JOB: Please copy out all the rows below, swapping "one point per instance" for "a single point for each instance" and keeping everything else the same. Leave the pictures out of your answer.

====== GIVEN RECORDS

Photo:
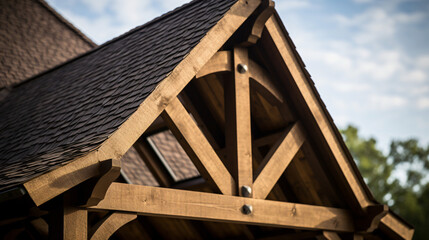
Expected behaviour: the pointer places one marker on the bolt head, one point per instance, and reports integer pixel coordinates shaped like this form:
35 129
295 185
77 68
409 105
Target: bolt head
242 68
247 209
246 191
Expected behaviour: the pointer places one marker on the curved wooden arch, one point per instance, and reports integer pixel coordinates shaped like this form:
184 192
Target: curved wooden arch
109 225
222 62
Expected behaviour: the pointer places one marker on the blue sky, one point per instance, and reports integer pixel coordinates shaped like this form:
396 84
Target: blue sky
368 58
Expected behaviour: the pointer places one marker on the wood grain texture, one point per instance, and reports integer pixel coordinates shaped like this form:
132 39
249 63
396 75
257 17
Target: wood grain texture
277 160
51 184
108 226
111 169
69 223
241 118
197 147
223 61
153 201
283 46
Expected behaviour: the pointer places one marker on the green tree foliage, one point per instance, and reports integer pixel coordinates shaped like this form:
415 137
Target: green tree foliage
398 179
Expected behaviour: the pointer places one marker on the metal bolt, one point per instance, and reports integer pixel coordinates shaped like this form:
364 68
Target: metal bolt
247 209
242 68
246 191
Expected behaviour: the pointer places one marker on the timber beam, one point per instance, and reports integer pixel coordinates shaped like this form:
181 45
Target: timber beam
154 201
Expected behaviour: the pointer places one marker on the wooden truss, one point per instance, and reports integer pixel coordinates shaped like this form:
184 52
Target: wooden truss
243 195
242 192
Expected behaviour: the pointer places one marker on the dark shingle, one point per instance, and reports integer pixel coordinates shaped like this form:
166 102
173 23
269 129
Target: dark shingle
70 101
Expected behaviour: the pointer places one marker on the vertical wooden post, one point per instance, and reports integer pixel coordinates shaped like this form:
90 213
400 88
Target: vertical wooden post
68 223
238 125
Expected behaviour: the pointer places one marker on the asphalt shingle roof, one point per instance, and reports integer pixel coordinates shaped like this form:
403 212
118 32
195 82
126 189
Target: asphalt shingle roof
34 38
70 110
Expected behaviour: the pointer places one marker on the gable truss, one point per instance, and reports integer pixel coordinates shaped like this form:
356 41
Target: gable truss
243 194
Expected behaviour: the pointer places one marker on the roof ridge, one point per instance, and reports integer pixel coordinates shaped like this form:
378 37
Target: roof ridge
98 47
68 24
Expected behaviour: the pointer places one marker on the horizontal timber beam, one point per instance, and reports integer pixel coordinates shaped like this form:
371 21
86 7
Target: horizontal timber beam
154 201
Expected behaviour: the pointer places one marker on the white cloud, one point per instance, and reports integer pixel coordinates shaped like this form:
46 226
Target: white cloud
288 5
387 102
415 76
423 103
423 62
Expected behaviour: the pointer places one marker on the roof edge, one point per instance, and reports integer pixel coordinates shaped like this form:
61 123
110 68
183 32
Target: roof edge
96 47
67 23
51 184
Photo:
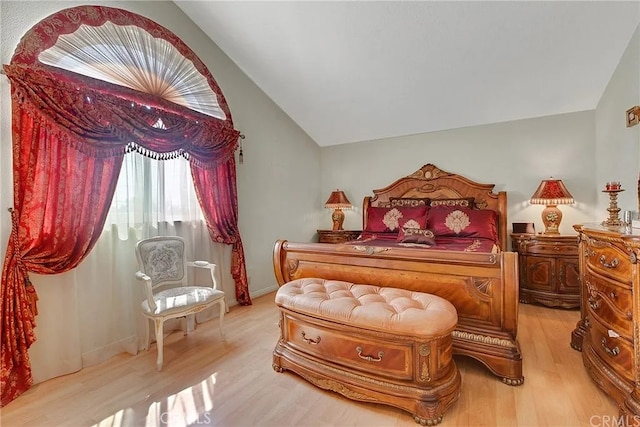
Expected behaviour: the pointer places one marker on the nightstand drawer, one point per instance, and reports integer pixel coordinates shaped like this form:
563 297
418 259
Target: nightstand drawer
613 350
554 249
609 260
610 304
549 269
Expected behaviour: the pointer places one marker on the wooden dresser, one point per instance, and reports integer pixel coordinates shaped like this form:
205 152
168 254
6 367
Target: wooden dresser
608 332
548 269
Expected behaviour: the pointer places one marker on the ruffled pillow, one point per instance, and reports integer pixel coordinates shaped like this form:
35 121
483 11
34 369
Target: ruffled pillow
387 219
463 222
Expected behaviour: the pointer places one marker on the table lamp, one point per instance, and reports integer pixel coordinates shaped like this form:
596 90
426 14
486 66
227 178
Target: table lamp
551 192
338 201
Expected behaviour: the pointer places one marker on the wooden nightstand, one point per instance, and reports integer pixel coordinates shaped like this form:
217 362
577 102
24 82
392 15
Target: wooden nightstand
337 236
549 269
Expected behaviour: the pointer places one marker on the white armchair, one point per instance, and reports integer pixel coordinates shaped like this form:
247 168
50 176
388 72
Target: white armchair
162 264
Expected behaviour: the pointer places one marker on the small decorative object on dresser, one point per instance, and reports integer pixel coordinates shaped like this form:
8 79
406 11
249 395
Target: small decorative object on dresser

============

ANSWER TO THE EXERCISE:
Photo:
Expected behaviour: the pointer places one marker on the bolt head, a single point for each instance, and reports integer pixel coordinates shaped like this form:
35 129
295 185
77 68
409 105
Target: bolt head
242 68
247 209
246 191
Expected behaviour: the pointer places one marker on the curved wooden arch, a single point for each instance, and reports integer pixel coordinates shaped like this form:
184 192
Target: curved wooden arch
109 225
222 62
Expected behaviour: the pointer places one marker on the blue sky, a single point for each instance, and reports integer pixel coordinates shaped like this form:
396 84
Target: blue sky
368 58
Expected behaviour: the pointer places one marker on the wood grain texture, a single point for each instance, and reports integer pixel coordinates shaped like this form:
132 39
249 63
396 75
257 17
Target: wood grain texture
277 160
51 184
108 226
111 169
69 223
241 118
197 147
223 61
153 201
283 46
Expected behaviour: the pointer places one marker on the green tree foliage, a single point for each instance, and reports integer pixel coordinates shaped like this form:
415 137
Target: green tree foliage
398 179
Expected behaviour: the pointer places one marker on the metal bolt, a single point for each instance, and reports integer pixel coordinates shaped like this form:
364 68
Target: metal bolt
247 209
242 68
246 191
Expected behaviour: the pointer places one marker on the timber beam, a single point for each instance, and reports integer pixel coordinates shaped like this form:
181 45
Target: timber beam
154 201
Expected behaviour: the pointer places one marker on the wooden truss, a single point for each instance, and reports integer pixel coordinates shaped like this form:
184 52
Target: wooden truss
243 195
242 192
Expected behaviour: the pointer places one marker on the dark shingle, a single point for each instance, and reports integer pixel coordinates shaped like this form:
166 102
173 23
269 129
Target: dark shingle
70 101
Expected behaviour: the pointer places one marker on the vertical wooden post, a single point for each instance, and reports integer pixel coordinates shaped like this form:
90 213
400 88
Target: vertical wooden post
68 223
238 125
Expected behaviour: the pointer places one marker on the asphalt shingle roof, a single point for each instance, and reports integer pixel coordinates shaped like this form:
403 212
118 32
195 82
126 189
Target: asphalt shingle roof
34 38
70 110
Expected behaviour: the pointer places one marker on the gable truss, a single point for each instance, and reports integer pixel coordinates shaped like this form:
356 41
Target: gable truss
243 194
Expected behaviour: the pointer places one marker on the roof ridge, a single point for each instance, and reports integer pixel coordinates shaped like this form:
378 37
Target: roof ridge
98 47
68 24
Expected behaviour: the pointer places one marker on the horizontal timber beam, a single point for each instance, and reports integer pixel coordinates shaped like this form:
371 21
86 7
Target: horizontal timber beam
154 201
Expected behaviour: the pointer places one marker on the white cloud, a single point for each instance, and reports integer pixel coordinates shaped like this form:
46 226
Target: white cloud
288 5
387 102
415 76
423 103
423 62
Expected behaviour: the pointer places one marker on the roof edge, a single point for each instance, and reports integer pixel coordinates shaped like this form:
61 123
110 68
183 32
Target: roof edge
96 47
67 23
51 184
Photo:
Expected behaviour: the pointer places one marker on the nightstand drawer, a single point for each instance, and reports integer pixel coordinates shaped like this form:
563 297
418 259
Target: nightstand drawer
613 350
554 249
609 260
610 304
549 269
Expected behaviour: the pointer places one marker on the wooden dresser, a single point for each instance, and reports integer pixel coordinates shaped like this form:
205 152
168 254
6 367
Target: wooden dresser
608 332
548 269
Expected behaviour: the pointer places one marker on the ruffled pillow, a single point for each instance, and reports integer pixel coordinates shaped like this form:
35 121
483 11
34 369
Target: ruffled pillow
387 219
463 222
Expected behaviour: the pointer places one marker on the table lamp, a single point for each instance, and reports integer pixel coordinates shaped like this form:
596 90
426 14
486 66
227 178
Target: table lamp
551 192
338 201
Expected behaviour: the pointer places one marker on the wooden nightstand, a single point for each instance, and reports integer pixel coordinates shaped like this form:
217 362
577 102
24 82
392 15
Target: wooden nightstand
337 236
549 269
Expected behaviour: the pointer places one marker on the white armchair, a single point for each instance, and reports integer pixel coordinates shaped like this form:
247 168
50 176
388 72
Target: white armchair
162 264
Expected behaviour: the pointer places one marker on the small decorative object on dresser, a single point for each instance, and reports integer pixel coordinates shaped like this form:
8 79
406 11
249 395
Target: small decorative object on dresser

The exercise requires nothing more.